Stated task A: Arrange the stretch of the entries from their start through the line containing "left=367, top=639, right=515, bottom=794" as a Markdown table, leaving out blank lines. Use two columns named "Row" and "Text".

— start of Excerpt provided —

Through the ‘70s and ‘80s, the TV show Hee Haw depicted a cartoon American South of wisecracking hayseeds and blond beauties. But it was also the rare network outlet for great country music by Johnny Cash or Loretta Lynn. KERA’s Jerome Weeks reports Hee Haw is the inspiration for Moonshine, the new musical in previews at the Dallas Theater Center.

OK, so admit it: Just the names — Hee Haw, Buck Owens, Roy Clark, Junior Samples — just the names are enough to get some of you feeling nostalgic, remembering Saturday nights with your fam’ly watchin’ tha tee-vee together. Others of you are rolling your eyes and groaning, remembering having been forced to sit through Hee Haw because you were stuck with your grandparents for the weekend and you couldn’t stand TV’s hicktown image of the place where you lived, the people you knew.

MS - Shane McAnally Brandy Clark Gary Griffin Robert Horn - EDIT Photo Credit Sergio Garcia

Clockwise from top right: Songwriters Shane McAnally and Brandy Clark, bookwriter Robert Horn and director Gary Griffin – of Moonshine. Photo: Sergio Garcia

But many of you under 40 have absolutely no idea what Hee Haw even was.

Little wonder: The show stopped production 23 years ago. You’d have to be an aficionado of obscure cable channels like RFD to have even caught an episode of this 30-minute exercise in pickin’ and grinnin’ and gigglin’ girls.

— end of Excerpt provided —
— start of Extracted records —

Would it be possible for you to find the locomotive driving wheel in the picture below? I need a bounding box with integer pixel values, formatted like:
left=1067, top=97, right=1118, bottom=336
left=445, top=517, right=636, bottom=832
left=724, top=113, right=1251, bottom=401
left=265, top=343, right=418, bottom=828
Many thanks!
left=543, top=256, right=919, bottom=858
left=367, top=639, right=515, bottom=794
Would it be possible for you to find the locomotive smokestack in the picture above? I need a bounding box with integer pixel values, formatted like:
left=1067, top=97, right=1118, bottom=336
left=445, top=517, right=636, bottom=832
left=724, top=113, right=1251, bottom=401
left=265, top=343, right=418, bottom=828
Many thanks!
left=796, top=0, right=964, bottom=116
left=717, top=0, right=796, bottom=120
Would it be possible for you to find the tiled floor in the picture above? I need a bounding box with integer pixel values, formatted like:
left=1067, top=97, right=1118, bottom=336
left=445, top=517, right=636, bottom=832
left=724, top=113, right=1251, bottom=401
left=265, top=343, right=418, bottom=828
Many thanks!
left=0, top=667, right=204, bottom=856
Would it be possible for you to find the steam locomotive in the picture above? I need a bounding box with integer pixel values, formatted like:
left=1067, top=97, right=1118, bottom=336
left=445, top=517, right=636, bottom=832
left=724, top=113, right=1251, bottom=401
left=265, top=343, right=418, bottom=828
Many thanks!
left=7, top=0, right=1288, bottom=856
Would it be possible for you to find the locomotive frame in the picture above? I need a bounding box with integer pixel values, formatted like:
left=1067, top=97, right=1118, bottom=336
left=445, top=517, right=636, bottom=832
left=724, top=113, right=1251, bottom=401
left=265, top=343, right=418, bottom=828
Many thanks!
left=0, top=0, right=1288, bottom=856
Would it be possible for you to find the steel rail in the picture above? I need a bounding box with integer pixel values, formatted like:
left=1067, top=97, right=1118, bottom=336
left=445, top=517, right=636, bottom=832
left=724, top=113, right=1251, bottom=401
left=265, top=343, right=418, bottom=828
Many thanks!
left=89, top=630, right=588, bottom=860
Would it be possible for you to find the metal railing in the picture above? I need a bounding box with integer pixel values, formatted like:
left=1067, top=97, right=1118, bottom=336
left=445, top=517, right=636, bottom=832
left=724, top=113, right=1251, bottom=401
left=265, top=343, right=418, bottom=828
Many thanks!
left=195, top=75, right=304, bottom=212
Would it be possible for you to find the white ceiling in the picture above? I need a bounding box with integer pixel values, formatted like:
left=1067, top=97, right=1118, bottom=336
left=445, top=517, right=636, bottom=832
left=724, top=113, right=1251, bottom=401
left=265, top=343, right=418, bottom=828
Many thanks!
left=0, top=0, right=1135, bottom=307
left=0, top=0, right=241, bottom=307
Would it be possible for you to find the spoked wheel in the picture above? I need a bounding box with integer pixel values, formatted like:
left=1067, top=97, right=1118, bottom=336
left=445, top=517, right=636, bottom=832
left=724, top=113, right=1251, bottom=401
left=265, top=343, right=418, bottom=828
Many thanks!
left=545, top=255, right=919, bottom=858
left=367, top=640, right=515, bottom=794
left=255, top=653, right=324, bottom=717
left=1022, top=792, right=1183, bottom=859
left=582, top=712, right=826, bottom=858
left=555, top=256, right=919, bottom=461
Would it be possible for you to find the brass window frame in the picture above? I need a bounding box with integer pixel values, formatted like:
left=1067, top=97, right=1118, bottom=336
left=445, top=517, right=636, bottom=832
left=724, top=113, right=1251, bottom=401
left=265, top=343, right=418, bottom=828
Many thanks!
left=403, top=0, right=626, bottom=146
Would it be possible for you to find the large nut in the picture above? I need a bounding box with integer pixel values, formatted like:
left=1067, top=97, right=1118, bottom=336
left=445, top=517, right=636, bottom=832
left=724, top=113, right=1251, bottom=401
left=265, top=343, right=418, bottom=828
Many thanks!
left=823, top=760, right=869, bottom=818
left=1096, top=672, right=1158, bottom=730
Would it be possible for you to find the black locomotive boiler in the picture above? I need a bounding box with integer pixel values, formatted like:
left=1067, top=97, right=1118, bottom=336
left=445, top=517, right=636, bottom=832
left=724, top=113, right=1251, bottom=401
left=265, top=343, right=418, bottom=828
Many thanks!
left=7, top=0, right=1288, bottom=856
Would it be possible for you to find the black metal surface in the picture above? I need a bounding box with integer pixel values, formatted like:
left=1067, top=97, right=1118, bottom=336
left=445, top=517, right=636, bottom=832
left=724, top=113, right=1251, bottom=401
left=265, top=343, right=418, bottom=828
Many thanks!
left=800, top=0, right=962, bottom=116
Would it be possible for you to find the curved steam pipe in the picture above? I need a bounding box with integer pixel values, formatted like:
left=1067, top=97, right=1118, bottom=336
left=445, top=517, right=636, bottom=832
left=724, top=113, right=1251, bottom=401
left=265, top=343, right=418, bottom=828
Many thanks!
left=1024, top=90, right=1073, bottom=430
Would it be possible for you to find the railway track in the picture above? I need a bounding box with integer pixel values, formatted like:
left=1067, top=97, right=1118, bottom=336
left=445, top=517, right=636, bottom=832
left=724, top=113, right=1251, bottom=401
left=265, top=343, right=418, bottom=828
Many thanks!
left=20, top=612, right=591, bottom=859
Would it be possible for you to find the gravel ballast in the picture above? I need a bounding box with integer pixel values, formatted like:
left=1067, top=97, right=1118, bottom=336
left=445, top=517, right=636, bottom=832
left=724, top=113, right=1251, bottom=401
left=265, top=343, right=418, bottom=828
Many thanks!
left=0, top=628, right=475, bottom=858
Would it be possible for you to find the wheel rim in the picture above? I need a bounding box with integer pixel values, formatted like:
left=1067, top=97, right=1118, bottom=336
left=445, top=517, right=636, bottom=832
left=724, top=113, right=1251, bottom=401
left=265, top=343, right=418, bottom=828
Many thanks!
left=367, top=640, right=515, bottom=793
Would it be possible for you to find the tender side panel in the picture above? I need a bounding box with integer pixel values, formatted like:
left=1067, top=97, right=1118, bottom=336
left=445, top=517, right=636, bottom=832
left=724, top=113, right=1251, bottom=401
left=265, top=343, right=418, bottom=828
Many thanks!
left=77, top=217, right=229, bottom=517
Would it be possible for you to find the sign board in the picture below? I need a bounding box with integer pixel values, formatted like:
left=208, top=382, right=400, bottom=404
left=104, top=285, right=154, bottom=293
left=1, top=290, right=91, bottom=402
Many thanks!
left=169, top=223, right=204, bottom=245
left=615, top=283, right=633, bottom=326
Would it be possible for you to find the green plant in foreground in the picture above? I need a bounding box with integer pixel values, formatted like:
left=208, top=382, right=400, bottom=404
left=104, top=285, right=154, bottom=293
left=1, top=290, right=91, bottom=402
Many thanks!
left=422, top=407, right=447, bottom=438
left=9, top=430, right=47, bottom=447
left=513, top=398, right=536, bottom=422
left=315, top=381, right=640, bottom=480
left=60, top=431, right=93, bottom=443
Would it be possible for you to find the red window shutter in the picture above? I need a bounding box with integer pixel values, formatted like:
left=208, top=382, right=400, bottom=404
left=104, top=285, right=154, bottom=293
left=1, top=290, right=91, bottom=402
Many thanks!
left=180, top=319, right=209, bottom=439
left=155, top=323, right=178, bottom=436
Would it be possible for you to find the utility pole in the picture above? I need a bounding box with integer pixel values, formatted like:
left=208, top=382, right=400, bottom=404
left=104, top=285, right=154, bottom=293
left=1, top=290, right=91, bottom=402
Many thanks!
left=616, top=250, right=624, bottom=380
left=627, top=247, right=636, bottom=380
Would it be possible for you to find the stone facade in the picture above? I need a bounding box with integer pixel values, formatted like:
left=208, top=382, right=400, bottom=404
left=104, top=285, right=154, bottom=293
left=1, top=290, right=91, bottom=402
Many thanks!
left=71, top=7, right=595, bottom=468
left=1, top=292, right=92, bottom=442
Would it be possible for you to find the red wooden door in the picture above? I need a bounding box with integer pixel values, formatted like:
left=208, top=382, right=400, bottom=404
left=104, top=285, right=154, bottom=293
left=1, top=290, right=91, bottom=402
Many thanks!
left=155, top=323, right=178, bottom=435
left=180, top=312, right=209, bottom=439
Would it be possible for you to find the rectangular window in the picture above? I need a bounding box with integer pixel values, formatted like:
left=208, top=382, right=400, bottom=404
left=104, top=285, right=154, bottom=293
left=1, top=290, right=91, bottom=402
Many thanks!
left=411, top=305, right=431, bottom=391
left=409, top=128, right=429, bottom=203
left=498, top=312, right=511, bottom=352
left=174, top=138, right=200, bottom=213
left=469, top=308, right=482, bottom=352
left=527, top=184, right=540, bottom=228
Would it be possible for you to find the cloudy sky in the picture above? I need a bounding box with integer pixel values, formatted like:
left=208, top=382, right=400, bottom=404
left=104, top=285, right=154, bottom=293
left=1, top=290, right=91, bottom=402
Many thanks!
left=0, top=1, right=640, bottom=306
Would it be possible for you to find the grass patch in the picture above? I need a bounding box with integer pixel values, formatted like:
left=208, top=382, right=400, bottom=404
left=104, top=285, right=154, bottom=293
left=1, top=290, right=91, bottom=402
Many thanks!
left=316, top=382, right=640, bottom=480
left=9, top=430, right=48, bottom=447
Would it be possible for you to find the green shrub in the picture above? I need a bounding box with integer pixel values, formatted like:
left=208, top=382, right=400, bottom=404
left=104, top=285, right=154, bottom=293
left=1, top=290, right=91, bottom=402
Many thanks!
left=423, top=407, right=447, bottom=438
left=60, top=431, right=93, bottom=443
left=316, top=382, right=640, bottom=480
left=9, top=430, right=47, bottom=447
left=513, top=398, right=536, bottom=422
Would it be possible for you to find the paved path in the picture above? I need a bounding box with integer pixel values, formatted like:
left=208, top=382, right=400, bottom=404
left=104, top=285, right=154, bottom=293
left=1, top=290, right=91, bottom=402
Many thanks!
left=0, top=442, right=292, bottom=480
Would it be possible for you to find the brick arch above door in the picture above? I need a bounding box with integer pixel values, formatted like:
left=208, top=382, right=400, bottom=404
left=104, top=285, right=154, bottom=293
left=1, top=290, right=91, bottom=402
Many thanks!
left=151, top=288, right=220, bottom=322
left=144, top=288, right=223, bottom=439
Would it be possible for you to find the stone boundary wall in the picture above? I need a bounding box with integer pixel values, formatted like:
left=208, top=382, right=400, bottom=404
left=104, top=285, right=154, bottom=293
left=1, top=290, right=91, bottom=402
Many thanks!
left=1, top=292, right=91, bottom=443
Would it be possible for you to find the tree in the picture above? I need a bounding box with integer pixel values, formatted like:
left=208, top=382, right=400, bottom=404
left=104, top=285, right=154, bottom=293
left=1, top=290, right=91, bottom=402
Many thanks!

— end of Extracted records —

Stated task B: Pick up the article about Hee Haw and the musical Moonshine after its last sentence and keep it going.

Exercise response A:
| Row | Text |
|---|---|
| 1 | Would it be possible for you to find the locomotive driving wheel in the picture below? I need a bounding box with integer pixel values, formatted like: |
| 2 | left=1067, top=97, right=1118, bottom=336 |
| 3 | left=445, top=517, right=636, bottom=832 |
| 4 | left=724, top=113, right=1251, bottom=401 |
| 5 | left=265, top=343, right=418, bottom=828 |
| 6 | Many thanks! |
| 7 | left=543, top=256, right=919, bottom=858 |
| 8 | left=367, top=639, right=515, bottom=794 |

Exercise response B:
If you’re familiar with Hee Haw, feel free to skip the next two paragraphs. For everyone else, Hee Haw was a scripted, half-hour, musical-comedy variety show — a TV format that once dominated the airwaves (The Carol Burnett Show, Flip Wilson, The Dean Martin Show) but today, it might as well be a video mastodon, examples are so rare. Basically, Hee Haw had country music acts like Tammy Wynette or Charlie Pride guest-starring and performing before a live studio audience, and those musical interludes would alternate with quick skits set in obviously fake and campy cornfields or backwoods diners — with a laugh track as thick as gravy. These rapid-fire joke set-ups featured yokels in overalls or young women in Daisy Duke shorts delivering one-liners: “Hey, Junior, I see by the papers, that up in New York, they’s a man gets hit by a car every 30 minutes.”

Junior: “Lord, I bet he getting’ tired of that by now.”


Original Hee Haw cast with host Roy Clark (with sideburns) on the banjo.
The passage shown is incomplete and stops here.